» **Exercise task A**
Rewrite everything in the records from the line containing "the green hairnet" down to the line containing "[313,8,343,32]" as a numbered list, leaving out any blank lines.

» **Source extract**
Yesterday, we used the genoa on our Ranger 20 for the first time. As we eased into a broad reach, I attached the whisker pole - but in my ignorance, I hooked it to the loop of the bowline at the clew rather than allowing it to slide on the sheet itself. It worked fine - but as I now read here that it should be allowed to slide on the sheet, I am wondering if it would be better to let it slide and what keeps it in the preferred location on the sheet? The topping lift (which I don't have yet)?
Steve, each of us contributes our opinions based on our own experiences. You don't have to do anything the way that any of us recommends. You should treat the recommendations of each of us as a mere suggestion. Try it, and then, in the end, do what works best for you. Often, there's no single correct way to do something. There is the way that works for you, and the way that doesn't.

I raced a 25' boat for 23 years, and won lots of races and regattas with it, and I set my whisker pole exactly the way you do, by attaching it to the loop of the bowline at the clew rather than allowing it to slide on the sheet itself. It also worked fine for me for 23 years. On my present boat, I don't attach it to the loop of the bowline. I let it slide on the sheet. Why? No particular reason. I tried it that way on my present boat, and it worked ok, so I'll continue doing it that way until I find a way that I like better.

» **Input data**
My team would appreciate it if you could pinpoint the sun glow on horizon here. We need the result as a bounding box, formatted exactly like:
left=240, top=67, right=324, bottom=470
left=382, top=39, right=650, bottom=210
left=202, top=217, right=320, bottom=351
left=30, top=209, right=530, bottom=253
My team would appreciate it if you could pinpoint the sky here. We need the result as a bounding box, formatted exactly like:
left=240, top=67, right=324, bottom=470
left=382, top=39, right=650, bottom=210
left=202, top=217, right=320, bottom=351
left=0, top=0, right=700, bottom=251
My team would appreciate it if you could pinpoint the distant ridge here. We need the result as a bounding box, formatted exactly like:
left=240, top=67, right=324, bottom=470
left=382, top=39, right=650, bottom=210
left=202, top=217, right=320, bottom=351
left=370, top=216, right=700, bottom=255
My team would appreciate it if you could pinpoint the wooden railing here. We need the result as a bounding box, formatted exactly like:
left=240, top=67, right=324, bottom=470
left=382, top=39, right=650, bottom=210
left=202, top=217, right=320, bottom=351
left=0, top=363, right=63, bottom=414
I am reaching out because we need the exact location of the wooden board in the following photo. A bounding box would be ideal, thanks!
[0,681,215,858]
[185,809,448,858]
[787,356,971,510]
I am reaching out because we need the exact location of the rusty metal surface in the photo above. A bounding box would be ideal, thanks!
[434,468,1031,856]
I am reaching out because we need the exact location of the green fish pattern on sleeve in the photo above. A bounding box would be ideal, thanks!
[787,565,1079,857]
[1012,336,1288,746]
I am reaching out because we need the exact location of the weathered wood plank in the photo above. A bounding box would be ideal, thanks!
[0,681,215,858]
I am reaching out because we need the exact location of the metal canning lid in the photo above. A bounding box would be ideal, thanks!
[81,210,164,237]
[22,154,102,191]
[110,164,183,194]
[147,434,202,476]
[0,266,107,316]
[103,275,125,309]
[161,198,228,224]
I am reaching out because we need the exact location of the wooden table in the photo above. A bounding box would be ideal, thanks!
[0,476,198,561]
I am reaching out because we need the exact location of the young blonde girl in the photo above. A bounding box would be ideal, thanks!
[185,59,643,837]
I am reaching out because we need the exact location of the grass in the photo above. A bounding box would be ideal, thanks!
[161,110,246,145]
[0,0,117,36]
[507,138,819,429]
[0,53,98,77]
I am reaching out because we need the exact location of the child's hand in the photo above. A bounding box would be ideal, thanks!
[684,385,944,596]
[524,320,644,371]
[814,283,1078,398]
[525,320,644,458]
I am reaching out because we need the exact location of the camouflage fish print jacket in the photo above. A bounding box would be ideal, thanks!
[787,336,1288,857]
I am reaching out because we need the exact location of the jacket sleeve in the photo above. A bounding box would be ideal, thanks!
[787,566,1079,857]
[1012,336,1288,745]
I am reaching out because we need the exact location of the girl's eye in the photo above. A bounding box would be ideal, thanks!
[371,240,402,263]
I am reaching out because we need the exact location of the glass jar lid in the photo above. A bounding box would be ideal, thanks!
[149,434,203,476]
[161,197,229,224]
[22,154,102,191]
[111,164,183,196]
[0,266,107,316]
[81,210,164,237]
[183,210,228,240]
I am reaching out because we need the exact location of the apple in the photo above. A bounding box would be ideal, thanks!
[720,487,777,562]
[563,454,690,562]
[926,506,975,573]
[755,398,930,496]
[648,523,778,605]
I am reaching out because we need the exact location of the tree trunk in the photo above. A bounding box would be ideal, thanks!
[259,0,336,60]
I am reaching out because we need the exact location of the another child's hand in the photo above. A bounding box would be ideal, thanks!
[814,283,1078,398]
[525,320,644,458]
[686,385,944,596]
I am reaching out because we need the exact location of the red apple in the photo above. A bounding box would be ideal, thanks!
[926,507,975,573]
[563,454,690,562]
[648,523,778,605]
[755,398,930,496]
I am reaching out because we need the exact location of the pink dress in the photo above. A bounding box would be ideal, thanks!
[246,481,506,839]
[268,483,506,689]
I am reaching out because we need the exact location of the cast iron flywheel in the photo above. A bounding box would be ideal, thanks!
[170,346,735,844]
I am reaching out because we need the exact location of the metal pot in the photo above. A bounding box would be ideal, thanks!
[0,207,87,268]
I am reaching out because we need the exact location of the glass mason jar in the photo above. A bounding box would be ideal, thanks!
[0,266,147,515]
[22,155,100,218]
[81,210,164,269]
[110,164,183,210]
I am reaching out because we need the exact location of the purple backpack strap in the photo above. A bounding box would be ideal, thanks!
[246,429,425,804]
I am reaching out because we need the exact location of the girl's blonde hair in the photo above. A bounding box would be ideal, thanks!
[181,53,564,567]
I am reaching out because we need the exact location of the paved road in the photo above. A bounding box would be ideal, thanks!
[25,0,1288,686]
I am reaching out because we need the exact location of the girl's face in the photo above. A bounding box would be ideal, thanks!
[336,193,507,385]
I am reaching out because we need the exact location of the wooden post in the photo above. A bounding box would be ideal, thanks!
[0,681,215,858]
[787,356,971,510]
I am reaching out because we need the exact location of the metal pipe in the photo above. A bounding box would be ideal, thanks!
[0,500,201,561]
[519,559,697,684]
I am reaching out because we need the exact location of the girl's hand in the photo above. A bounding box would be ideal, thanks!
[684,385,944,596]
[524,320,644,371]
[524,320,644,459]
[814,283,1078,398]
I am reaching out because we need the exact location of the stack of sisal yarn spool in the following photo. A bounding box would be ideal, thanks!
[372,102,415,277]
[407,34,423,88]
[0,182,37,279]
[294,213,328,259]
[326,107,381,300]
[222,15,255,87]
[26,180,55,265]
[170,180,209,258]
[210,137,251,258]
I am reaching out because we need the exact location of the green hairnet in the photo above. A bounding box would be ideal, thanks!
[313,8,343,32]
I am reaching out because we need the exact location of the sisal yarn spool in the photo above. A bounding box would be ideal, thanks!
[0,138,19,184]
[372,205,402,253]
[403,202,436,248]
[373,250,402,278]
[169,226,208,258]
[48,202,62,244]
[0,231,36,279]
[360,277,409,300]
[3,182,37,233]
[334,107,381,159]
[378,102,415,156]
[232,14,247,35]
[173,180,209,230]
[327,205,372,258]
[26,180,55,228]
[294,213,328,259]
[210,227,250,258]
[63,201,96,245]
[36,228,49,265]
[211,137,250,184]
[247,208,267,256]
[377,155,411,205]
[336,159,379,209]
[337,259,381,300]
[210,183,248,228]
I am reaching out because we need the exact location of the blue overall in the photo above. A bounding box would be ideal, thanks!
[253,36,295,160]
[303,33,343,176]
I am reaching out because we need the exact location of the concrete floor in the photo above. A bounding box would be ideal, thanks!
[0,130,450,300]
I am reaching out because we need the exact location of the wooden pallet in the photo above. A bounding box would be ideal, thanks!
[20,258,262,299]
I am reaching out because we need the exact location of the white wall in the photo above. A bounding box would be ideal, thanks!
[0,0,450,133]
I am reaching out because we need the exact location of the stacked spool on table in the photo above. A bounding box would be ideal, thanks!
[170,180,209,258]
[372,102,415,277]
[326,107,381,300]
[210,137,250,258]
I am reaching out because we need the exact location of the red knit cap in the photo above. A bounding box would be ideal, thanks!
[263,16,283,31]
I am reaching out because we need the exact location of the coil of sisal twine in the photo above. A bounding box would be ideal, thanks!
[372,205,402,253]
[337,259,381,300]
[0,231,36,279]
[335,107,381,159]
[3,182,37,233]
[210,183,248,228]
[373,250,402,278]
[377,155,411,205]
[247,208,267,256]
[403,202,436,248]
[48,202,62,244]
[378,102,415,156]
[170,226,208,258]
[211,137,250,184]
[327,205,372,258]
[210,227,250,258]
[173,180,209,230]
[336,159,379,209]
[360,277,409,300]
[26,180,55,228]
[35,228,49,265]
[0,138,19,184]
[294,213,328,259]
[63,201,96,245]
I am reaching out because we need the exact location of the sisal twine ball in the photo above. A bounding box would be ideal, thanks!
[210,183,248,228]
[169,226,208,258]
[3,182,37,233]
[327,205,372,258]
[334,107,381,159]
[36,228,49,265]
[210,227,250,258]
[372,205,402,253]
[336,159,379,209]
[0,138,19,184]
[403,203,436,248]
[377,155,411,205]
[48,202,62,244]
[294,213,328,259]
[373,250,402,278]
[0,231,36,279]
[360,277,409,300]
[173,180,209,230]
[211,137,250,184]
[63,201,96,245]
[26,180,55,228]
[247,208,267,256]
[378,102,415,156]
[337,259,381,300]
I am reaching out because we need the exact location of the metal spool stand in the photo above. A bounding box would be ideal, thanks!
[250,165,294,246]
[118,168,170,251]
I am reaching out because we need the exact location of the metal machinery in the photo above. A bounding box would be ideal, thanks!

» **Exercise task B**
List every boat mentioned in the whisker pole discussion.

» **Finished answer A**
1. I am reaching out because we need the exact location of the green hairnet in the photo above. A bounding box would be ideal, thanks!
2. [313,8,343,32]

» **Finished answer B**
1. The Ranger 20, on which the first writer used the genoa for the first time
2. The 25' boat the second writer raced for 23 years
3. The second writer's present boat